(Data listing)
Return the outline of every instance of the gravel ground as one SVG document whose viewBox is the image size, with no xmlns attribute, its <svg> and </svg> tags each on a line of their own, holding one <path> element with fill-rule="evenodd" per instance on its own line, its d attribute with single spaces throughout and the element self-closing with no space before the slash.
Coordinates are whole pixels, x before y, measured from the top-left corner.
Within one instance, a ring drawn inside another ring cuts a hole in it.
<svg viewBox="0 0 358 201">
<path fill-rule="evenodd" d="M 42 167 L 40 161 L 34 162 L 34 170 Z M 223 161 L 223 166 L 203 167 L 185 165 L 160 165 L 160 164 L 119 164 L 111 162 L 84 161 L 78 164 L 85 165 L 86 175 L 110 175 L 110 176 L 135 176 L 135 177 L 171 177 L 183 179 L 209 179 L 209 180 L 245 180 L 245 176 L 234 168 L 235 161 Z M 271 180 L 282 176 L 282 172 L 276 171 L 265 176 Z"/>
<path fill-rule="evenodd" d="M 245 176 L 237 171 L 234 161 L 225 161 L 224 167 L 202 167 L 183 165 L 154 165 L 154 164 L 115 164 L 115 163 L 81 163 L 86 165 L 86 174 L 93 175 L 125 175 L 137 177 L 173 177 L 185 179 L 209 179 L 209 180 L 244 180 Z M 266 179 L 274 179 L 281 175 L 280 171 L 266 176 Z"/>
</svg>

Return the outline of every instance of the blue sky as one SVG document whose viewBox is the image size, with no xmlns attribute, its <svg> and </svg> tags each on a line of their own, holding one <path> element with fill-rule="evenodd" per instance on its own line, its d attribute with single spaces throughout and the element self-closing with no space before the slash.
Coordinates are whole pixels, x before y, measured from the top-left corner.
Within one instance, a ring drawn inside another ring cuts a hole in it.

**TASK INSTRUCTIONS**. Lay out every line of the records above as a JSON list of strings, one string per line, skipping blank lines.

**RESULT OF THE TASK**.
[
  "Return the outline of every instance of the gravel ground as one SVG document whose viewBox is the image size, with no xmlns attribute, its <svg> and </svg> tags each on a line of their own, holding one <path> element with fill-rule=\"evenodd\" per instance on its own line, its d attribute with single spaces throughout and the element self-closing with no space before the slash.",
  "Coordinates are whole pixels, x before y, measured from the top-left corner.",
  "Within one instance, a ring drawn inside another ring cuts a hole in it.",
  "<svg viewBox=\"0 0 358 201\">",
  "<path fill-rule=\"evenodd\" d=\"M 42 167 L 40 161 L 34 162 L 34 170 Z M 223 161 L 223 166 L 203 167 L 185 165 L 160 165 L 160 164 L 119 164 L 111 162 L 84 161 L 78 164 L 85 165 L 86 175 L 110 175 L 110 176 L 135 176 L 135 177 L 171 177 L 183 179 L 209 179 L 209 180 L 245 180 L 245 176 L 234 168 L 235 161 Z M 271 180 L 282 176 L 282 172 L 276 171 L 265 176 Z\"/>",
  "<path fill-rule=\"evenodd\" d=\"M 245 176 L 237 171 L 234 161 L 225 161 L 224 167 L 202 167 L 183 165 L 154 165 L 154 164 L 115 164 L 115 163 L 81 163 L 86 165 L 86 174 L 93 175 L 125 175 L 137 177 L 173 177 L 185 179 L 209 179 L 209 180 L 244 180 Z M 266 179 L 274 179 L 281 175 L 280 171 L 266 176 Z\"/>",
  "</svg>",
  "Return the outline of every instance of the blue sky as one SVG document whose viewBox is the image size, with no xmlns attribute, its <svg> and </svg> tags each on a line of their own, holding one <path> element with fill-rule=\"evenodd\" per instance on its own line, its d attribute with single spaces throughout and the element self-closing with no space before the slash.",
  "Coordinates are whole pixels, x before y, measured from the top-left corner.",
  "Within one instance, a ring drawn inside another ring cuts a hole in it."
]